◆ WRITTEN INSTRUCTION: Rewrite all the rows below, swapping "Box" for "Mark" and leaving everything else unchanged. Omit the pictures from your answer.

(Data items)
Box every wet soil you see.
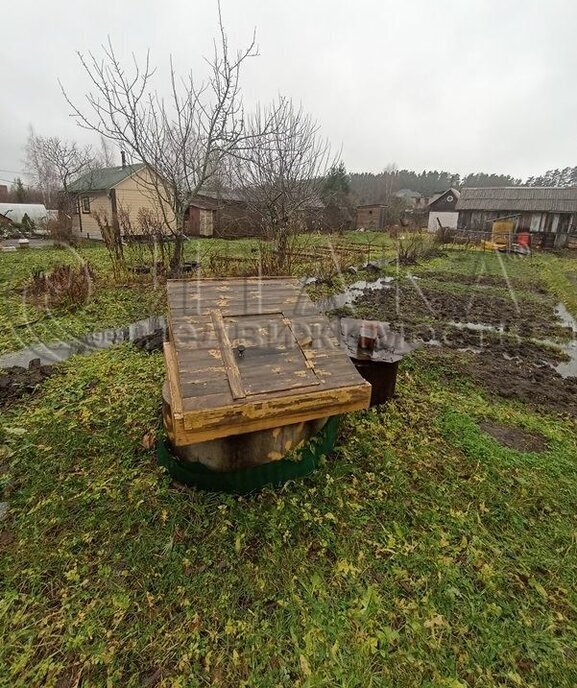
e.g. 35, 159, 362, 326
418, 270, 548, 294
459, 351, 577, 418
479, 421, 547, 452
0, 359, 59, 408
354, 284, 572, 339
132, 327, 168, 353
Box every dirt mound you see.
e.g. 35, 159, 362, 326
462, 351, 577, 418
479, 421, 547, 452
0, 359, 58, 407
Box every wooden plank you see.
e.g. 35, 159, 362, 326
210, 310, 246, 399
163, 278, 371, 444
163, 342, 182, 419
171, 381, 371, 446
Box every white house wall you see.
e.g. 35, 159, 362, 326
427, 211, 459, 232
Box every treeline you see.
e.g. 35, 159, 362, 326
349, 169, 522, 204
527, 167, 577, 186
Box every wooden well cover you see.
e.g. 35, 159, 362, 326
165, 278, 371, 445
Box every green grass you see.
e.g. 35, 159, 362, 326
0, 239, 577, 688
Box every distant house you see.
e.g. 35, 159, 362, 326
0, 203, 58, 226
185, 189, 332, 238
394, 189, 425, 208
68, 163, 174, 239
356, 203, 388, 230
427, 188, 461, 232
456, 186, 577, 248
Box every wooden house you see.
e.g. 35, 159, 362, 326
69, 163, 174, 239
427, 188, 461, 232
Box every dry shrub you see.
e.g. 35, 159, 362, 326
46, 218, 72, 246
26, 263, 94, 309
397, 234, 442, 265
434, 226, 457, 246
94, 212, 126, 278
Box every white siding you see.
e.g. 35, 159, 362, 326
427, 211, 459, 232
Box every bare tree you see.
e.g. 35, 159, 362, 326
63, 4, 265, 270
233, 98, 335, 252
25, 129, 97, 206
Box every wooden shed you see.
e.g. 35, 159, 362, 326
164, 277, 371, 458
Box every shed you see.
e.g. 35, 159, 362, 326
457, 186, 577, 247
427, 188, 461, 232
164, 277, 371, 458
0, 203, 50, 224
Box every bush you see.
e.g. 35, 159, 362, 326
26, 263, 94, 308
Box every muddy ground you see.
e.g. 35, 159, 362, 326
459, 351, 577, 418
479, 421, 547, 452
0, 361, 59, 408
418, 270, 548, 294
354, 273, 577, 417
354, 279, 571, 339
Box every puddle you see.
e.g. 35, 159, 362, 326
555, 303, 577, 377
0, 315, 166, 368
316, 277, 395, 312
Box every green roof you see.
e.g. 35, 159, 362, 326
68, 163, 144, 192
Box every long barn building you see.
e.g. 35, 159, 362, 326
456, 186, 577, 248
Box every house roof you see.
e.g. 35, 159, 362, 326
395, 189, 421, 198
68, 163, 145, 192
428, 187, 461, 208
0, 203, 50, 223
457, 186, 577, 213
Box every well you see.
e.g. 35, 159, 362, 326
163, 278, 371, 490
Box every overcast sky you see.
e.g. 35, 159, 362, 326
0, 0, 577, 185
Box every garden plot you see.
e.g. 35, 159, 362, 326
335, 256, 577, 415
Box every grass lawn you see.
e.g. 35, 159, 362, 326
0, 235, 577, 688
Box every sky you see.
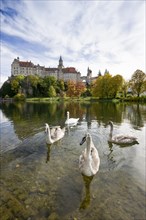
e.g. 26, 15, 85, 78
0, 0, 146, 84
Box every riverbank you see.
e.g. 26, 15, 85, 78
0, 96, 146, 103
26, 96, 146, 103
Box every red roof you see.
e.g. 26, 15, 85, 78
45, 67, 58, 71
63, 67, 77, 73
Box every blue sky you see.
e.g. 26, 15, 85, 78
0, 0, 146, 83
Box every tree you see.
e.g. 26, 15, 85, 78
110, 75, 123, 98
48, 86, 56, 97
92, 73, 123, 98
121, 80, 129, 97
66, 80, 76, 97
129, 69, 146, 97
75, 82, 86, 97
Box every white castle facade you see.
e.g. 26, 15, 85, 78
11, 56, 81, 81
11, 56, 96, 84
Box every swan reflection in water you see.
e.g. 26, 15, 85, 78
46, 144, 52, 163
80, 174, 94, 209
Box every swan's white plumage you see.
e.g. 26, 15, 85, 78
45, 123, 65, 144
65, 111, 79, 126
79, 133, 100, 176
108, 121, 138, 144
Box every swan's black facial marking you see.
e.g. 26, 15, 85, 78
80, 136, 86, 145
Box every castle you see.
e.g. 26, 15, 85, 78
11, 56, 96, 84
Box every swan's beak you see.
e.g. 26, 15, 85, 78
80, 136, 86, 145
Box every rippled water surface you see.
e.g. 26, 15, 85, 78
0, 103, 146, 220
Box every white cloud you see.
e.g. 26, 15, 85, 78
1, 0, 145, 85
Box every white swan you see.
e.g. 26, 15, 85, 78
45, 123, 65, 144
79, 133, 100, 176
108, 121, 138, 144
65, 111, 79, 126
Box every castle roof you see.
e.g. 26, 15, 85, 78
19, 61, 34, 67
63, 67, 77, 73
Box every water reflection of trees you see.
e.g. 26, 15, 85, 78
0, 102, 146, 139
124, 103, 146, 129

◆ WRITTEN RESPONSE:
Mark every wet soil you see.
e.g. 35, 159, 362, 326
418, 270, 548, 294
459, 351, 577, 418
479, 421, 547, 452
0, 359, 59, 408
354, 284, 572, 339
132, 327, 168, 353
Mark every dirt mound you see.
e.g. 35, 159, 362, 326
462, 351, 577, 418
479, 421, 547, 452
0, 359, 58, 407
Mark every wooden plank you see.
e.g. 35, 159, 362, 326
210, 310, 246, 399
163, 278, 371, 444
163, 342, 182, 419
171, 381, 371, 446
Mark every white house wall you see.
e.g. 35, 159, 362, 326
427, 211, 459, 232
Mark every treeline you see.
e.g. 35, 159, 362, 326
349, 169, 522, 204
527, 167, 577, 186
Mark every wooden well cover you see.
e.g. 35, 159, 362, 326
165, 278, 371, 445
Mark every green grass you see.
e.g. 35, 159, 362, 326
0, 239, 577, 688
Mark every distant house you see.
e.g. 35, 159, 362, 326
0, 203, 58, 226
185, 189, 332, 238
394, 189, 425, 208
68, 163, 174, 239
356, 203, 388, 230
427, 188, 461, 232
456, 186, 577, 248
Mark every wooden house you see.
e.g. 35, 159, 362, 326
69, 163, 174, 239
427, 188, 461, 232
Mark every dry shrub you see.
e.g. 35, 159, 362, 326
46, 218, 72, 246
26, 263, 94, 309
397, 234, 442, 265
434, 226, 457, 246
94, 212, 126, 278
Mark every white siding you see.
e.g. 35, 159, 362, 326
427, 211, 459, 232
Mark every bare tree you see.
e.g. 35, 159, 362, 326
63, 4, 265, 270
233, 98, 335, 252
25, 129, 97, 206
Mark every wooden shed you see.
e.g. 35, 159, 362, 326
164, 277, 371, 458
Mark every shed you see.
e.g. 35, 159, 362, 326
457, 186, 577, 247
427, 188, 461, 232
164, 277, 371, 458
0, 203, 50, 224
Mark every bush you see.
e.g. 35, 159, 362, 326
26, 263, 94, 308
Mark every muddy ground you see.
e.g. 35, 159, 362, 326
459, 351, 577, 418
479, 421, 547, 452
0, 361, 59, 408
418, 270, 548, 294
354, 273, 577, 417
354, 279, 571, 339
Mark every puddle you see.
e.g. 35, 159, 362, 326
555, 303, 577, 377
0, 315, 166, 368
316, 277, 395, 312
Mark every green roof you see.
e.g. 35, 159, 362, 326
68, 163, 144, 192
Mark every long barn building you see.
e.g. 35, 159, 362, 326
456, 186, 577, 248
Mark every house roof you see.
e.g. 35, 159, 362, 326
395, 189, 421, 198
68, 163, 145, 192
428, 187, 461, 208
0, 203, 50, 223
457, 186, 577, 213
Mark every well you see.
e.g. 35, 159, 362, 326
163, 278, 371, 490
Mark every overcast sky you see.
e.g. 35, 159, 362, 326
0, 0, 577, 185
Mark every garden plot you see.
e.g. 35, 159, 362, 326
335, 256, 577, 415
Mark every grass lawn you see.
e.g. 35, 159, 362, 326
0, 235, 577, 688
Mark every sky you see.
e.g. 26, 15, 85, 78
0, 0, 146, 84
Mark every riverbank you see.
e.g. 26, 15, 85, 78
0, 96, 146, 103
26, 96, 146, 103
Mark every red roof you see.
e.g. 26, 15, 85, 78
45, 67, 58, 71
63, 67, 77, 73
Mark every blue sky you see.
e.g. 26, 15, 85, 78
0, 0, 146, 83
Mark every tree you see.
e.g. 26, 15, 85, 78
110, 75, 123, 98
48, 86, 56, 97
92, 73, 123, 98
121, 80, 129, 97
66, 80, 76, 97
129, 69, 146, 97
75, 82, 86, 97
Mark every white castle facade you see.
e.g. 26, 15, 85, 78
11, 56, 81, 81
11, 56, 96, 84
Mark every swan reflection in water you see.
e.g. 26, 15, 85, 78
46, 144, 52, 163
80, 174, 94, 209
Mark every swan's white plumage you see.
e.g. 26, 15, 85, 78
45, 123, 65, 144
65, 111, 79, 126
79, 133, 100, 176
108, 121, 138, 144
Mark every swan's black facial marking you see.
e.g. 26, 15, 85, 78
80, 136, 86, 145
Mark every castle you see.
e.g. 26, 15, 85, 78
11, 56, 96, 84
Mark every swan's beak you see.
e.g. 26, 15, 85, 78
80, 136, 86, 145
Mark every rippled water surface you see.
e.g. 26, 15, 85, 78
0, 103, 146, 220
Mark every white cloud you see.
e.g. 26, 15, 85, 78
1, 0, 145, 85
Mark every white swan you see.
e.g. 26, 15, 85, 78
45, 123, 65, 144
79, 133, 100, 176
108, 121, 138, 144
65, 111, 79, 126
Mark every castle roof you see.
e.g. 26, 15, 85, 78
19, 61, 34, 67
63, 67, 77, 73
Mark every water reflection of trees you see.
e.g. 26, 15, 85, 78
0, 102, 146, 139
124, 103, 146, 129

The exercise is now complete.